DOCUMENT EXTRACT
- - - - - - -

‘building for this moment’
Pritesh Shah, Chief Commercial Officer
‘building for this moment’

The initial presentation of EF-14 data also marked the beginning of a brand.

Pritesh Shah, Novocure’s Chief Commercial Officer, remembers the conference call when he and the team learned in November 2014 that the EF-14 phase 3 pivotal trial in newly diagnosed GBM was positive and met the statistical threshold at the interim analysis. As he digested the news, he tried to stay present to allow the accomplishment to sink in, yet could not help but allow his mind to propel into the future.

“We had been building for this moment for such a long time,” he said. “To be a part of it, to watch it unfold play-by-play in front of my eyes…as much as I wanted the time to stand still, I knew that we had so much to do to get our therapy in the hands of providers so that it can help patients.”

As Novocure worked toward obtaining FDA approval in newly diagnosed GBM, Pritesh and the commercial team kicked into gear to develop a brand for Novocure’s therapy and to prepare for launch.

- - - - - - -

DATA SECTION
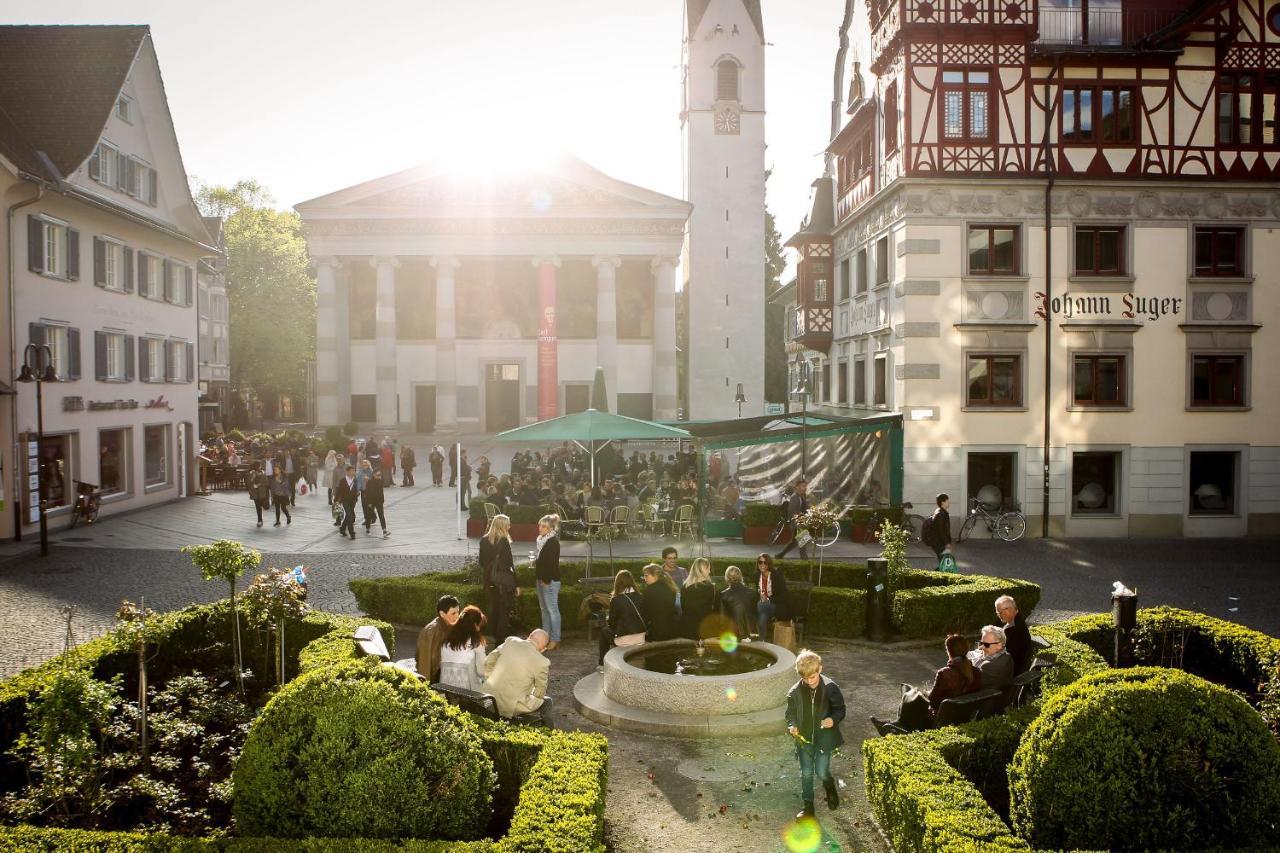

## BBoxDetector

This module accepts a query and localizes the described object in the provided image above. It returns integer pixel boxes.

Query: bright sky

- - - - - - -

Carry the Novocure passage forward from its last sentence, on preparing the brand and launch after the EF-14 results. The listing has no connection to the passage about Novocure's EF-14 trial.

Novocure’s device used to treat recurrent GBM was called the NovoTTF-100A System. When Pritesh joined in 2012 to lead Novocure’s U.S. marketing efforts, he knew the therapy needed a name that was easy to say and an identity. After conducting research and working through branding exercises, the team aligned on Optune. The prefix “op” signifies the opportunity to offer patients an innovative treatment optimized to target tumors that are difficult to treat. The suffix “tune” alludes to a tuning fork for a piano and evokes the idea of using the therapy as a tool.

“I really liked the simplicity of it,” Pritesh said. “It really resonated with us in terms of the functionality of what we wanted the product to do. It allowed us to capitalize on what we believe is really the essence of Tumor Treating Fields.”

The Optune brand also included a color palette of blue and orange—with blue representing innovation and the trailblazing nature of Novocure, and orange representing hope.

“We wanted to give patients the ability to think about a future, to think about another treatment, to have hope in an underserved disease,” Pritesh said.